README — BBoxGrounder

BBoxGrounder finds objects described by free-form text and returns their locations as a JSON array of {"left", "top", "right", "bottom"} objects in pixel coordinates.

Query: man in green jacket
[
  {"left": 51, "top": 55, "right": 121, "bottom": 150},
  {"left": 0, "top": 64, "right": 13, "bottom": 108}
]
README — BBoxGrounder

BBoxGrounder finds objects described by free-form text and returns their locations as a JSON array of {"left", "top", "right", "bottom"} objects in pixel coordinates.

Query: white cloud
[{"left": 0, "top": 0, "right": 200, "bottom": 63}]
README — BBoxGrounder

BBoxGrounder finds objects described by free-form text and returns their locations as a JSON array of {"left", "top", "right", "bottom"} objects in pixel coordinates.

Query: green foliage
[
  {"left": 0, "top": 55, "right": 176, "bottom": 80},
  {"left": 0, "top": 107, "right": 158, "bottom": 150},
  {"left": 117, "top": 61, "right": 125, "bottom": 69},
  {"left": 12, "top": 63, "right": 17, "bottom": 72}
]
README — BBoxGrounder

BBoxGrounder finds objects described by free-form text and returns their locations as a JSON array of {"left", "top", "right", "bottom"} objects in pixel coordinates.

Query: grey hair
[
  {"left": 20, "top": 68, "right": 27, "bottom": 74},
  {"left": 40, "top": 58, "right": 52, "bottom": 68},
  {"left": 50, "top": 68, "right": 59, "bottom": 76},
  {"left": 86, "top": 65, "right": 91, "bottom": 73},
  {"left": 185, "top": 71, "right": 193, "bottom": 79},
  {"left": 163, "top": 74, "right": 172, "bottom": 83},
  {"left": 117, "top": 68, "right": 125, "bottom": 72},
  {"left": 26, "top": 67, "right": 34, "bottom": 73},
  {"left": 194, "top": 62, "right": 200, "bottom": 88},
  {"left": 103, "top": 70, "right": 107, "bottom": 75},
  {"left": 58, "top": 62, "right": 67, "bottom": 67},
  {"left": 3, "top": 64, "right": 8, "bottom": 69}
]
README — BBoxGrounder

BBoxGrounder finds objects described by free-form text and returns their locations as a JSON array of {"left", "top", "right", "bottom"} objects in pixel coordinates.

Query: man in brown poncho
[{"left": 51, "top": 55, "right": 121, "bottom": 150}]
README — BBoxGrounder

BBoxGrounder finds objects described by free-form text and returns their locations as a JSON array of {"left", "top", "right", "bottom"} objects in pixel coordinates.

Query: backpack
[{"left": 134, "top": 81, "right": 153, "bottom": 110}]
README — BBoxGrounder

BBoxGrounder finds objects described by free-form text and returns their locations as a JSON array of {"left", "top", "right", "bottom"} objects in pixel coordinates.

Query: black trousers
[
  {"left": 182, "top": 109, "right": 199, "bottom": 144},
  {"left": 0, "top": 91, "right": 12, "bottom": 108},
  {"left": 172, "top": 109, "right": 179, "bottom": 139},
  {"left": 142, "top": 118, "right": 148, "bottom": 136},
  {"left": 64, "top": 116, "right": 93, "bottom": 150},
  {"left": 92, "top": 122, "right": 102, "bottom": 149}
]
----
## Exercise
Identify every line in the rows above that contains the string "Query", and copy each such line in full.

## Exercise response
Query: man in green jacket
Query: white cloud
Query: green foliage
Query: grey hair
Query: man in brown poncho
Query: backpack
Query: black trousers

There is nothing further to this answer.